**Texto de leitura:**
Cristiéle Borgonovo
Ao escrever e relembrar as histórias e memórias do setor calçadista de São João Batista, sempre se traz as narrativas dos homens. Empreendedores, aprendizes e profissionais que de alguma forma iniciaram essa atividade milenar, que hoje é a de maior destaque na cidade. Não é sem mérito que São João Batista é a Capital Catarinense do Calçado e o quarto maior polo calçadista do Brasil.
Ao instigar onde estão às mulheres e de que forma contribuíram para a pujança do setor, raríssimos são os relatos da contribuição feminina. Vale relembrar que há décadas era cultural apenas os homens ganharem destaque.
Dessa forma, nessa edição especial do Jornal Correio Catarinense vamos destacar o nome das possíveis primeiras mulheres a atuarem na profissão. Também iremos trazer a trajetória de mulheres fortes, que de forma visionária estão à frente dos negócios. Seja assumindo os empreendimentos da família ou que arriscaram empreender. Todas com suor e coragem hoje refletem sucesso.
Os pioneiros calçadistas
A professora aposentada Mira Said da Silva, 72 anos, desde menina recorda de passear de mãos dadas junto ao avô José Marcelino Pereira pela tamancaria da família. Desse tempo, lembra de mulheres trabalhando na confecção de calçados. Dessas memórias, ela resolveu pesquisar e registrar com áudios, vídeos e anotações sobre o que tange o setor calçadista e a participação feminina no setor.
Registros dão conta que em entre 1912 e 1913, Aires Bernardes tinha uma tamancaria na Rua Padre Januário, aproximadamente onde hoje é a Luk Boutique. Ele era o responsável por fazer os calçados da Primeira Eucaristia, tamancos e chinelos. Eleotério Domingos Vargas, nesses registros monta a segunda sapataria da cidade. Essa, localizava-se no bairro Cardoso, em frente onde hoje é a Tarciso Tur.
Em 1923, Lindolfo Pereira despertou o interesse pela fabricação de calçados. Foi para Brusque aprender o ofício. Após aprender a profissão, ele montou uma pequena sapataria. Ao lado do irmão José Marcelino Pereira, conseguiu 14 contos de réis emprestados do pai Marcelino Pereira D’avila e levou a sapataria para o Centro do vilarejo. Fabricavam tamancos, chinelo, sapatões, sapatos, cintos, bonés e alpargatas.

**Complete o seguinte:**
A: Liste todos os itens que, segundo o texto sobre o setor calçadista de São João Batista, eram fabricados pelos irmãos Lindolfo Pereira e José Marcelino Pereira depois de levarem a sapataria para o Centro do vilarejo.
B: Reproduza tudo o que vai de "Ao instigar onde" até "homens ganharem destaque." no texto sobre o setor calçadista de São João Batista.

**Dados fornecidos:**
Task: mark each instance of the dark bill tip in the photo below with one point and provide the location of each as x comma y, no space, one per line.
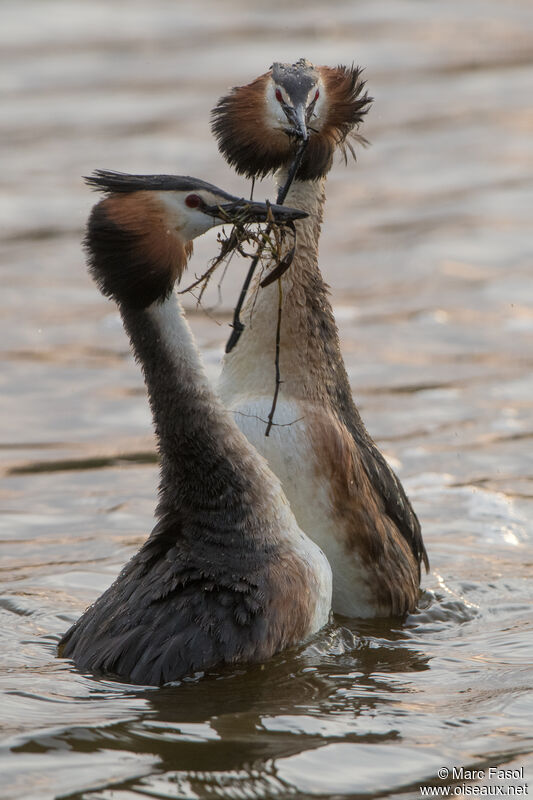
242,211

**Respostas do exercício:**
A: Tamancos, chinelo, sapatões, sapatos, cintos, bonés e alpargatas.

B:
Ao instigar onde estão às mulheres e de que forma contribuíram para a pujança do setor, raríssimos são os relatos da contribuição feminina. Vale relembrar que há décadas era cultural apenas os homens ganharem destaque.